■ **WHAT YOU HAVE TO DO**: Copy out the lines of the records word for word, beginning with the line that contains "Give the mask of every instance of the bare" and continuing through the line that contains "414 112 L 415", both included.

■ **ENTRIES SUPPLIED**:
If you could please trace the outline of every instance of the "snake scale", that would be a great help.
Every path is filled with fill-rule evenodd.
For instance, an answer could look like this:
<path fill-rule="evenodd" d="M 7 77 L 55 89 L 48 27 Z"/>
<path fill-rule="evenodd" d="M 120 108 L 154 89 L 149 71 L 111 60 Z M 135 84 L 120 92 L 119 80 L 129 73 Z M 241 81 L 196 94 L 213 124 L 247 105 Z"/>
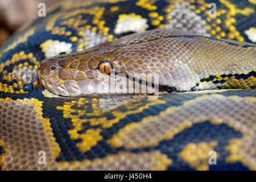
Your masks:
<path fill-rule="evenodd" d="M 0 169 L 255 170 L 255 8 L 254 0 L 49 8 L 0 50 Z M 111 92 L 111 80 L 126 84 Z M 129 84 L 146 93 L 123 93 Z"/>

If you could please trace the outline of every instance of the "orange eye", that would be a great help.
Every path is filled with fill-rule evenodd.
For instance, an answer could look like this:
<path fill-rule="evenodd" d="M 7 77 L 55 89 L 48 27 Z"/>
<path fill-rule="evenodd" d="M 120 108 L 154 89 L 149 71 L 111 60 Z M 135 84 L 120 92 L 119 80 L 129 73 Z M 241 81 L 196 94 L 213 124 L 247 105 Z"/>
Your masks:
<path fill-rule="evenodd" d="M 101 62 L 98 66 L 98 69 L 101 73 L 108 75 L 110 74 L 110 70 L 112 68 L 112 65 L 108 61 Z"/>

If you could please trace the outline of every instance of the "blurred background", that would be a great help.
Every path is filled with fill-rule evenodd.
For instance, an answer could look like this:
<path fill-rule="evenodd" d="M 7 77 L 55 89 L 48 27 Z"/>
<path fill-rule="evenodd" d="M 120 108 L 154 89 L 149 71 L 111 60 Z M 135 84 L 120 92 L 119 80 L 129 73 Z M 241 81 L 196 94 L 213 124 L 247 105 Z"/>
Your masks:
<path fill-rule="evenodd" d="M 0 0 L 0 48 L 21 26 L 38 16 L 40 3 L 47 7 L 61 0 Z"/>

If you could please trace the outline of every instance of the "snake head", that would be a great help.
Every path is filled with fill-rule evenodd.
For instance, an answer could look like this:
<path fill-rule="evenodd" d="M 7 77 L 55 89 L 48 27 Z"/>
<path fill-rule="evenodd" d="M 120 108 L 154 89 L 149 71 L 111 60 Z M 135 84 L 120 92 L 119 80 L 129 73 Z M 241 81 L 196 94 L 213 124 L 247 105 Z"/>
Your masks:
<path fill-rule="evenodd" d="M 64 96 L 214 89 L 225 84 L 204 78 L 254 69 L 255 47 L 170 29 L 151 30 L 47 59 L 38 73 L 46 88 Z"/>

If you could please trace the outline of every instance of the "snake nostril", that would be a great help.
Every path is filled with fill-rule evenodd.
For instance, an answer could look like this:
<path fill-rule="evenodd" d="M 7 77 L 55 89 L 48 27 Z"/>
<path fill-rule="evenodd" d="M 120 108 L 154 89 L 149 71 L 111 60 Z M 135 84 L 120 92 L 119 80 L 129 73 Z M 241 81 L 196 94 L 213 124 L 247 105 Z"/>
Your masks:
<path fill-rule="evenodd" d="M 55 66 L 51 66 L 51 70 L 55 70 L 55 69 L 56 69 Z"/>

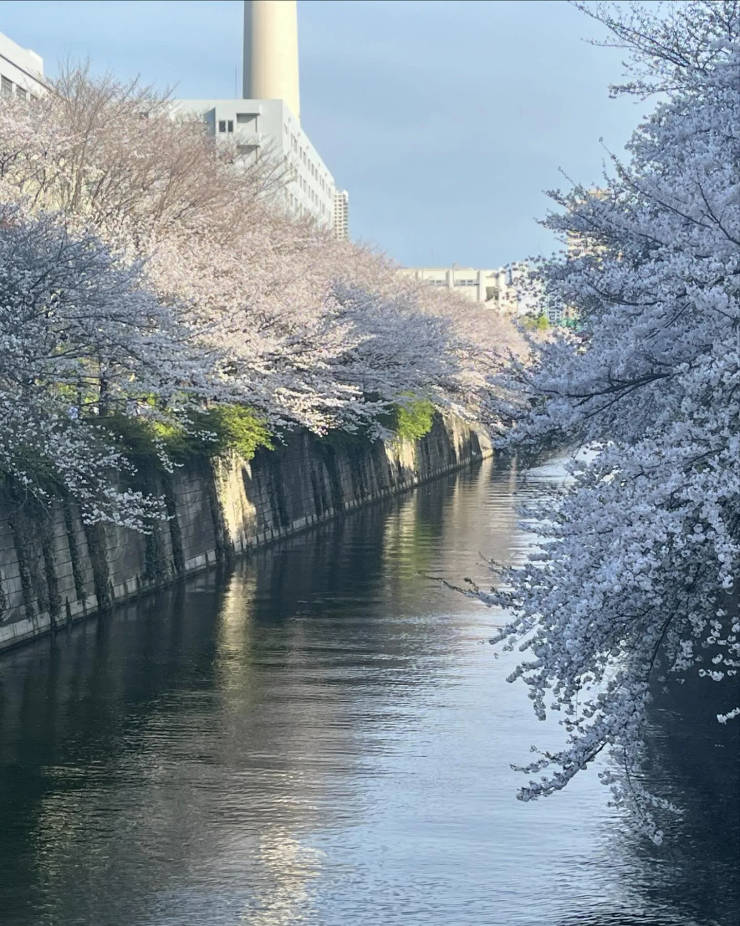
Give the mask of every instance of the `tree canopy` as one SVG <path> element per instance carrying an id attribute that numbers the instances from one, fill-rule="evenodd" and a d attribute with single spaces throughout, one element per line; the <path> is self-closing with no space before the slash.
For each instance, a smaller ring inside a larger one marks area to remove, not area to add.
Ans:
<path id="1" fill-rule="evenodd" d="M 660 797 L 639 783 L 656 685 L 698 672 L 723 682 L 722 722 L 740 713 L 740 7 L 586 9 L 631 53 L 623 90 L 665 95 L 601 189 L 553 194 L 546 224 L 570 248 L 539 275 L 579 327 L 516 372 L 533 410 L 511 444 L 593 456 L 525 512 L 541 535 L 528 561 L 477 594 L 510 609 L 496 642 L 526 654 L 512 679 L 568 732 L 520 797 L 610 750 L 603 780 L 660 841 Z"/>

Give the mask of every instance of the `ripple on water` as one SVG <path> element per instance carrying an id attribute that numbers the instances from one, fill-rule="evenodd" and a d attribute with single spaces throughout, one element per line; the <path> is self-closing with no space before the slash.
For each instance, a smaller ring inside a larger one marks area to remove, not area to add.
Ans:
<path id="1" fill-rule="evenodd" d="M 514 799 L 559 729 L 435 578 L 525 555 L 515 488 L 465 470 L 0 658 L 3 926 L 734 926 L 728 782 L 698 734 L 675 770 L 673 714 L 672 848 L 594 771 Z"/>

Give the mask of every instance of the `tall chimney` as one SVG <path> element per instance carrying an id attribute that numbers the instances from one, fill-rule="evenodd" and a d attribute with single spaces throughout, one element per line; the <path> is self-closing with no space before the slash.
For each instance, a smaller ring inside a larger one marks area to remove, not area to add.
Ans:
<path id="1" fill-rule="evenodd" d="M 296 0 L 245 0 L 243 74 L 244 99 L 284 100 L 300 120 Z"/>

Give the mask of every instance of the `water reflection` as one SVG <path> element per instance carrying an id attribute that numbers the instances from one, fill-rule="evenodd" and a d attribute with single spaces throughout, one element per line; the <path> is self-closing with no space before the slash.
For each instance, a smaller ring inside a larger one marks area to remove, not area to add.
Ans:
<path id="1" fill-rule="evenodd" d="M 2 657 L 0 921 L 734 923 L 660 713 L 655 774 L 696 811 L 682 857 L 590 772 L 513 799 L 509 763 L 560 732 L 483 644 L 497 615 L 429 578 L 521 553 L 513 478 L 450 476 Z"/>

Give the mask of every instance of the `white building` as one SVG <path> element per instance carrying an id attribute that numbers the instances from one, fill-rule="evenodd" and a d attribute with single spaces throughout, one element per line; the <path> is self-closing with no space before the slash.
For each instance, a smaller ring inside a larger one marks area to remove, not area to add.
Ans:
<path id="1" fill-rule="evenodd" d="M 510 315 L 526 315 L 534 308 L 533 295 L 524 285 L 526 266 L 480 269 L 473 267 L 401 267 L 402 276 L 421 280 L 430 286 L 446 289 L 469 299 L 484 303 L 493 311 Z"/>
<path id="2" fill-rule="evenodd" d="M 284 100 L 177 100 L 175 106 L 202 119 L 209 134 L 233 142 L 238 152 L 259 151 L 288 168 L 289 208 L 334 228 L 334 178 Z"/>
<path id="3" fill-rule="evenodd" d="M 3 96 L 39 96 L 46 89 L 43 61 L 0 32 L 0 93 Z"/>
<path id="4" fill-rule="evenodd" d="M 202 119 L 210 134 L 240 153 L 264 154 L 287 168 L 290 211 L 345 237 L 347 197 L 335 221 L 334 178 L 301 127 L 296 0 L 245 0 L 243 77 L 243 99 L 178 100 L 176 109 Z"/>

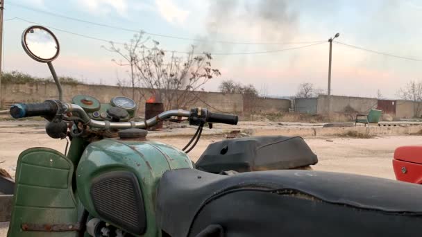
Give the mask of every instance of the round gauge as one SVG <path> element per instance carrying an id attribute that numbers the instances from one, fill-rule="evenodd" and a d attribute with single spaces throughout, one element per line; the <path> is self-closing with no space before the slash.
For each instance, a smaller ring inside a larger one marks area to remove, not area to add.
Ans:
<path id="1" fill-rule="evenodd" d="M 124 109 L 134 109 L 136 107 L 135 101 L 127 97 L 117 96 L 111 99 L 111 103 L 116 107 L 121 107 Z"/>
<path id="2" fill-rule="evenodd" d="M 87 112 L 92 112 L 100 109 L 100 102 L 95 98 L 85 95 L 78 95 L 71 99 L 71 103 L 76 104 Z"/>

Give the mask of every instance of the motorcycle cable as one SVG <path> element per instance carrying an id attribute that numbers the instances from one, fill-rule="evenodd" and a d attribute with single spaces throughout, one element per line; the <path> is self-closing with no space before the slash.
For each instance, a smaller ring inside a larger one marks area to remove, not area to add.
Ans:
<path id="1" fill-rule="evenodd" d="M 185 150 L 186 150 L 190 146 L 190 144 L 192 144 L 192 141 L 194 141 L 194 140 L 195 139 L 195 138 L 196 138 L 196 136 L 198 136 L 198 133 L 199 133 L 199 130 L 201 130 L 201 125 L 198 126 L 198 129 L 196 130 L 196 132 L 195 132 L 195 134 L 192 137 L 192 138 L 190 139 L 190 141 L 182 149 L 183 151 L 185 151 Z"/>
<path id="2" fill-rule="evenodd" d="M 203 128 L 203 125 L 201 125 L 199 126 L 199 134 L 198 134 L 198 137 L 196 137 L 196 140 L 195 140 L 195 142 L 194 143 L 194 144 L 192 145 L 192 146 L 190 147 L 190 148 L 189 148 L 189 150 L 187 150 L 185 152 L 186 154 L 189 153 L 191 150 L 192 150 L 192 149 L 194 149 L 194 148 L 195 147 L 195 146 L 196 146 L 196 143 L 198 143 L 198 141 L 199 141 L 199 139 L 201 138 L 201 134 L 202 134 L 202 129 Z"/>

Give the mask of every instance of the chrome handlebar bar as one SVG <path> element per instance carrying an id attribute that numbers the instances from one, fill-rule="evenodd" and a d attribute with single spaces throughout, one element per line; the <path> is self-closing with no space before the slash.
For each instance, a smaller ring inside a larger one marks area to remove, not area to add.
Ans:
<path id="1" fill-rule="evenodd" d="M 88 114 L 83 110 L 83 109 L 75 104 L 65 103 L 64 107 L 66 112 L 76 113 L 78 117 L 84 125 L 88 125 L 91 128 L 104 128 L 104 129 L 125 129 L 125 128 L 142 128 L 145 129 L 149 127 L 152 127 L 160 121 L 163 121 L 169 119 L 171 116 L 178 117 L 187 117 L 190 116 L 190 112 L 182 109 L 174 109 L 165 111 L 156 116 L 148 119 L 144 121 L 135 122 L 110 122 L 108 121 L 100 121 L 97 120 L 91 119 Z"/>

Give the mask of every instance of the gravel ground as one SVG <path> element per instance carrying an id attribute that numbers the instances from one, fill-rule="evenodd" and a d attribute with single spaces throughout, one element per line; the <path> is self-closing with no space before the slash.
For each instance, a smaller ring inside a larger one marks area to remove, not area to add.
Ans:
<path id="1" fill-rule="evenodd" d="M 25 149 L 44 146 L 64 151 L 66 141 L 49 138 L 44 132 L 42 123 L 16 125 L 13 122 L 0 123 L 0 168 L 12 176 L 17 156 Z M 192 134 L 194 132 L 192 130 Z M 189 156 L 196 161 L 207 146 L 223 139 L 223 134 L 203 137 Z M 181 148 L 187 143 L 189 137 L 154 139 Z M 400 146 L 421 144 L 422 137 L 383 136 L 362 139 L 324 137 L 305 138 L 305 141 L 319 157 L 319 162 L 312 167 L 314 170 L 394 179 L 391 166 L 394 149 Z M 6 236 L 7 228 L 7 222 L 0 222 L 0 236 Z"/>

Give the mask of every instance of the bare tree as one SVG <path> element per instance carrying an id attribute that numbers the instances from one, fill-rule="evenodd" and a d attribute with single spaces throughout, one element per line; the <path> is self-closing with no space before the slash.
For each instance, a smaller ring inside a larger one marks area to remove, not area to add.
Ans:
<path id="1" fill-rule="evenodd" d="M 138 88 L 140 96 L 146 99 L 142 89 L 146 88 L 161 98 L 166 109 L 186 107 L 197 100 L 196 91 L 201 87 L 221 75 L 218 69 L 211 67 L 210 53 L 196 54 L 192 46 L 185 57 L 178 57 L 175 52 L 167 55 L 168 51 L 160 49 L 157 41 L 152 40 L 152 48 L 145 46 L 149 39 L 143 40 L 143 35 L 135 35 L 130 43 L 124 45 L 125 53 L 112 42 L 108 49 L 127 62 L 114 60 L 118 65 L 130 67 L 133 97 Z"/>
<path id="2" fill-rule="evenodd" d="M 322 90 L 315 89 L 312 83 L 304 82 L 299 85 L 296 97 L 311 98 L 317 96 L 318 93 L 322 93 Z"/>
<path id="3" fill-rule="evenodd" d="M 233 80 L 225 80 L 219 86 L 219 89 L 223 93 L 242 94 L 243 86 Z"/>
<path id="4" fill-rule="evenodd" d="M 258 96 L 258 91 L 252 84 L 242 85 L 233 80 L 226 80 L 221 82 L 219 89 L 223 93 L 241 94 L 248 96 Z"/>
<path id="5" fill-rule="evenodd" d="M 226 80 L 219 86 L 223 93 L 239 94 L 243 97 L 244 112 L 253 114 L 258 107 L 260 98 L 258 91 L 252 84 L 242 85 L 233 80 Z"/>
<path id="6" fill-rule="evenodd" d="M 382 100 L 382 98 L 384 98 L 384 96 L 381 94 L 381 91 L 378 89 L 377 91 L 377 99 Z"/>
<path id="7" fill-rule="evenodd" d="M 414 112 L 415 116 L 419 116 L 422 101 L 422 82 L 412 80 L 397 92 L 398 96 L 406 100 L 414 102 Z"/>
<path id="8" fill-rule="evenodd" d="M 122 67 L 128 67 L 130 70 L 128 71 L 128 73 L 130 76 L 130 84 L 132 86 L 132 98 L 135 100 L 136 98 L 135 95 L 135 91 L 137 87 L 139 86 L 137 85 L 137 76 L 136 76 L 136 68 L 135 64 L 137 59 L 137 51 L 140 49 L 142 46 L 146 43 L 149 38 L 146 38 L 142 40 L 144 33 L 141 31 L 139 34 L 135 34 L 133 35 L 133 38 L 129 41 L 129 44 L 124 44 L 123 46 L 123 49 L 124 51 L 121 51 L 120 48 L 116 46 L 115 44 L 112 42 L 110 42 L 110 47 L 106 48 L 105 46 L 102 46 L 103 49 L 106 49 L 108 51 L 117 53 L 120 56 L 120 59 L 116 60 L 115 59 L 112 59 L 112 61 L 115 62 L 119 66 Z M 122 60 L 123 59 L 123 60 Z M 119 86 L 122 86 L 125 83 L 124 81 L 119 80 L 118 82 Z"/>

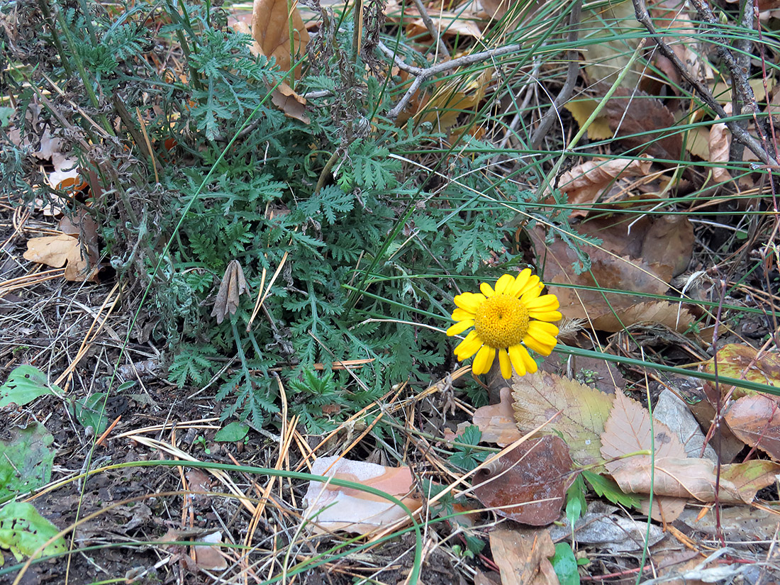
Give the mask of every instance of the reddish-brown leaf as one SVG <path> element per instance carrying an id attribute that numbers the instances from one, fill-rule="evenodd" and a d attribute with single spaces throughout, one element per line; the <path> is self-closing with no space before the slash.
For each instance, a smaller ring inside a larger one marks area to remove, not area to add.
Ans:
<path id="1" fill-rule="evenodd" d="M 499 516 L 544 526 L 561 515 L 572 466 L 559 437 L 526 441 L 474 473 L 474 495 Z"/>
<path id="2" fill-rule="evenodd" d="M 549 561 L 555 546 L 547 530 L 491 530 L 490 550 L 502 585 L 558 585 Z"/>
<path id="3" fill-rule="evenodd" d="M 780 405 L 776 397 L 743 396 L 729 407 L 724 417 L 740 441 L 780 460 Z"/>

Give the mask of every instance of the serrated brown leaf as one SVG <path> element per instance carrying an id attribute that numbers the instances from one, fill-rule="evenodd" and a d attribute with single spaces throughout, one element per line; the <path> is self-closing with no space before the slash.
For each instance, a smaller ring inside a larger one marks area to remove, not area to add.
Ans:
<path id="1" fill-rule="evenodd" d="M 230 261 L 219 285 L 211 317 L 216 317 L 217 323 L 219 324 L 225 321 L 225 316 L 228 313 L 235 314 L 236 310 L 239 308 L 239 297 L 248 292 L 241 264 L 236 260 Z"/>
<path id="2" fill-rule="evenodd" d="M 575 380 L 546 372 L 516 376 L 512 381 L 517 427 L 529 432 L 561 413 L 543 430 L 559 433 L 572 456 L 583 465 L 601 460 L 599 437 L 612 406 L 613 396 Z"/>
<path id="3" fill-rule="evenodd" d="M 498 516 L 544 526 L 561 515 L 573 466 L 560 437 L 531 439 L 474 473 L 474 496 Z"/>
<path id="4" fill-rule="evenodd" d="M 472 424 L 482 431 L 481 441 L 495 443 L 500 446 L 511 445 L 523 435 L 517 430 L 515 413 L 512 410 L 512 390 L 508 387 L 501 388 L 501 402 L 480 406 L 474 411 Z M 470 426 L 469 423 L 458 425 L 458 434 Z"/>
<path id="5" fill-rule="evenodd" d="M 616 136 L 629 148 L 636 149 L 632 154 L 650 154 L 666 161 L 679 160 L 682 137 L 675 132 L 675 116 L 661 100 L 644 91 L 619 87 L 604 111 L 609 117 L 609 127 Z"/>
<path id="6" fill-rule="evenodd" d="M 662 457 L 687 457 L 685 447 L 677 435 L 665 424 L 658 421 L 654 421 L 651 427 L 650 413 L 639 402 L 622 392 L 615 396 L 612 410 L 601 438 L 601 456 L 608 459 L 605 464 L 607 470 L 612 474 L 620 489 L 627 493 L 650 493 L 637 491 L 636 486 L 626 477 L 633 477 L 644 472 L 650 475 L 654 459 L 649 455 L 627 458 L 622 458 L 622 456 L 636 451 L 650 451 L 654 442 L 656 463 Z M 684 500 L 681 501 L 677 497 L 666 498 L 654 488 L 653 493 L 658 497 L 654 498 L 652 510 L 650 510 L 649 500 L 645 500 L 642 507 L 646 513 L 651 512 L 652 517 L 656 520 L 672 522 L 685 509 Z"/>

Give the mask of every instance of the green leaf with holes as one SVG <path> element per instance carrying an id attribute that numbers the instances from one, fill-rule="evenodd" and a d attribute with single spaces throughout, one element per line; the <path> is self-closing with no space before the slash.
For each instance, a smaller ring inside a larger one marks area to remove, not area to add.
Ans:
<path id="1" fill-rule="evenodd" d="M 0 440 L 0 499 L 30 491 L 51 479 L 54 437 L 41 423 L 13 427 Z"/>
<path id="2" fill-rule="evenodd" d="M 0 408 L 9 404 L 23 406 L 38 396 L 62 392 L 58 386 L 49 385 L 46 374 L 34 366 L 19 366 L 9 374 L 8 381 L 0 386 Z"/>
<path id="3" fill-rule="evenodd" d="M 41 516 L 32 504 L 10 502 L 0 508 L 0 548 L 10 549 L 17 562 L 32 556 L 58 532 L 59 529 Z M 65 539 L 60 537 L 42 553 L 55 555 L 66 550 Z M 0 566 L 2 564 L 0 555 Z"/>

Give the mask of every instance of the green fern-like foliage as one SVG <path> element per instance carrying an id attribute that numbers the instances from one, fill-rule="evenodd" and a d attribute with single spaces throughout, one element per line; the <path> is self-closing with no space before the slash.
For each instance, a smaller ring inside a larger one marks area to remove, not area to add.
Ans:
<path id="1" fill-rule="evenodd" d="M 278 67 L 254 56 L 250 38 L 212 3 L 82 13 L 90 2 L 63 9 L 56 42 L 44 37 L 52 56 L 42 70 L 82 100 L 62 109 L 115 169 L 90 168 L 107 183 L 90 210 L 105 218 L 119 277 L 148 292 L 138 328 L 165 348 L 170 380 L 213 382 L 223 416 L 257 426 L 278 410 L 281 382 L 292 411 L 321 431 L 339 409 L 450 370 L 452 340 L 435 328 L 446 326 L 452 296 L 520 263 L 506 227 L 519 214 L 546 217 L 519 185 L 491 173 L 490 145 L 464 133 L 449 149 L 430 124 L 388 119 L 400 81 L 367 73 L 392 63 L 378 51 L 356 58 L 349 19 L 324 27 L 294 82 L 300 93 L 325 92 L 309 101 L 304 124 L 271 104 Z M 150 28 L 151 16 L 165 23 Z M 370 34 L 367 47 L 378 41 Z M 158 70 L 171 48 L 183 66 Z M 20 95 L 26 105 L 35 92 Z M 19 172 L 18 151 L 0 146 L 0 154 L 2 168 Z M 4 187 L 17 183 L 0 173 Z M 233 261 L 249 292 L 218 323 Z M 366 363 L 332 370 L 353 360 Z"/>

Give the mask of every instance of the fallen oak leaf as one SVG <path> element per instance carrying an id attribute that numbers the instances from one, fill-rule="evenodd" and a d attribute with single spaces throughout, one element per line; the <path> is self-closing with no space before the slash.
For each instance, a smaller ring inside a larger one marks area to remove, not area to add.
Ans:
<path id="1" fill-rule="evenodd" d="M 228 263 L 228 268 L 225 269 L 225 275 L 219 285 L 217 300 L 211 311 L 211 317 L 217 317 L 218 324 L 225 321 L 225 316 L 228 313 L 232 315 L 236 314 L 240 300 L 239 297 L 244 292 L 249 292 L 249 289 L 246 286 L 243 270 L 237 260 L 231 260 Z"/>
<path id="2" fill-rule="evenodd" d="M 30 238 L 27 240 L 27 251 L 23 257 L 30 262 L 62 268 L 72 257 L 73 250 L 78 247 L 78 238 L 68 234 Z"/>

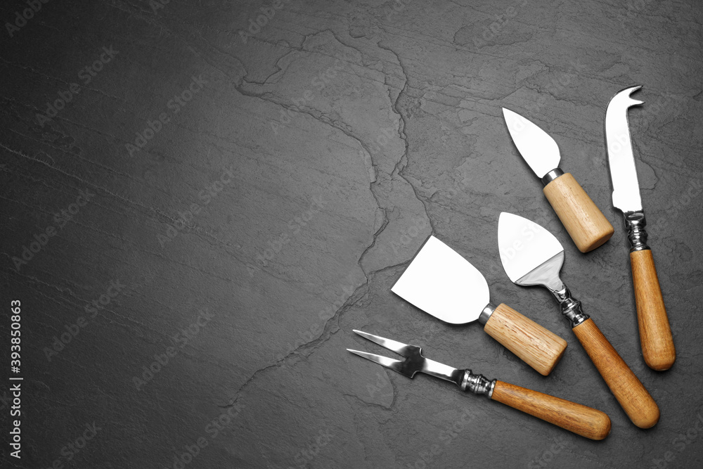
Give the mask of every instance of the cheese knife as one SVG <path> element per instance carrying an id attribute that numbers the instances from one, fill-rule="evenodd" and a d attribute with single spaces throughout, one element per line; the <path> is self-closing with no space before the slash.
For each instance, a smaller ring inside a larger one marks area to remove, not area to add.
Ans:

■ **TASK ANSWER**:
Give the mask of every instance of the bare tree as one SVG <path> element per instance carrying an id attribute that numbers the instances from one, fill-rule="evenodd" and a d attribute with single spaces throughout, one element per line; the <path> is self-closing with no space before the slash.
For each instance, a smaller ring inside a larger one marks area to remove, not area to add.
Ans:
<path id="1" fill-rule="evenodd" d="M 138 88 L 140 96 L 146 99 L 142 89 L 146 88 L 161 98 L 166 109 L 186 107 L 197 100 L 196 91 L 201 87 L 221 75 L 218 69 L 211 67 L 210 53 L 196 54 L 192 46 L 185 57 L 178 57 L 175 52 L 167 55 L 168 51 L 160 49 L 157 41 L 152 40 L 152 48 L 145 46 L 149 39 L 143 40 L 143 35 L 135 35 L 130 43 L 124 45 L 125 53 L 112 42 L 108 49 L 127 62 L 114 60 L 118 65 L 130 67 L 133 97 Z"/>
<path id="2" fill-rule="evenodd" d="M 322 90 L 315 89 L 312 83 L 304 82 L 299 85 L 296 97 L 311 98 L 317 96 L 318 93 L 322 93 Z"/>
<path id="3" fill-rule="evenodd" d="M 233 80 L 225 80 L 219 86 L 219 89 L 223 93 L 242 94 L 243 86 Z"/>
<path id="4" fill-rule="evenodd" d="M 258 96 L 258 91 L 252 84 L 242 85 L 233 80 L 226 80 L 221 82 L 219 89 L 223 93 L 241 94 L 248 96 Z"/>
<path id="5" fill-rule="evenodd" d="M 226 80 L 219 86 L 223 93 L 239 94 L 243 97 L 244 112 L 253 114 L 258 107 L 260 98 L 258 91 L 252 84 L 242 85 L 233 80 Z"/>
<path id="6" fill-rule="evenodd" d="M 382 100 L 382 98 L 384 98 L 384 96 L 381 94 L 381 91 L 378 89 L 377 91 L 377 99 Z"/>
<path id="7" fill-rule="evenodd" d="M 414 112 L 415 116 L 419 116 L 422 101 L 422 82 L 412 80 L 397 92 L 398 96 L 406 100 L 414 102 Z"/>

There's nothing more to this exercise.